__Description of the task__
Using the records below, output the stretch that opens with the line containing "Target — tesla side window" and closes with the line containing "Target — green exit sign", exactly and including both lines, with nothing more.

__Data records__
==*==

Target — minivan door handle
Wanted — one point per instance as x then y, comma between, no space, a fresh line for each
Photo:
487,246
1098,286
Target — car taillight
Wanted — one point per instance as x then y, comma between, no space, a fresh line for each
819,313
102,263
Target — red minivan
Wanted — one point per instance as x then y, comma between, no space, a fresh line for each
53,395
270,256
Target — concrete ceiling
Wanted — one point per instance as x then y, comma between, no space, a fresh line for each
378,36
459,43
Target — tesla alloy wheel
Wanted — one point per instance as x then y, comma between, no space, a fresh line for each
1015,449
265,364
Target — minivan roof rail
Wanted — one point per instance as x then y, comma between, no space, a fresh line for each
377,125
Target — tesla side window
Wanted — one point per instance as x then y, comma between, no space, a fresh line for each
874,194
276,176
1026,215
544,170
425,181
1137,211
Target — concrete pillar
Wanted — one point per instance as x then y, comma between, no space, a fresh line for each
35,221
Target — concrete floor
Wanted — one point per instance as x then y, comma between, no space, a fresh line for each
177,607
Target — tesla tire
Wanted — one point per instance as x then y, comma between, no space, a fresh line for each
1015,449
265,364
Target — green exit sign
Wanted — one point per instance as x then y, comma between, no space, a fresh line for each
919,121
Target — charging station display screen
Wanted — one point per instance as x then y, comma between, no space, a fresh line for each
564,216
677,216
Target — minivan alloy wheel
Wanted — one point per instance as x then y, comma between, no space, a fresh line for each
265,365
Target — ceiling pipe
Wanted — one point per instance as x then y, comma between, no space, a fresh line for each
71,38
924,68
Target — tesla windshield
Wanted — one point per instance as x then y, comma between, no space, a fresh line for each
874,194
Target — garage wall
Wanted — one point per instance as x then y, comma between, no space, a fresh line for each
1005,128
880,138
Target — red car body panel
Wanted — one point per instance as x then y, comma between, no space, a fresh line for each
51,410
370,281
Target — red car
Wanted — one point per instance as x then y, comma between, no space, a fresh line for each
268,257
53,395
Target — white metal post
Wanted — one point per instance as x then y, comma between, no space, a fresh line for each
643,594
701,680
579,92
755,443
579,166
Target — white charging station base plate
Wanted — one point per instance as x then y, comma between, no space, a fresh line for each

==*==

__Result of the exercise__
Target — tesla side window
Wanted — one point per instance as x then y, comma between, no space, a fresh line for each
874,194
276,176
1026,215
544,170
425,181
1137,211
Target — concrete pillar
Wanted — one point per instance as x then y, comma between, no space, a fresh line for each
35,221
Target — concrete floor
Wanted — one point per instance as x then y, comma between, no space, a fresh line for each
177,607
Target — tesla tire
Wanted — one point per instance as x then y, comma between, no space, a fresh line for each
1015,449
265,364
Target — green exit sign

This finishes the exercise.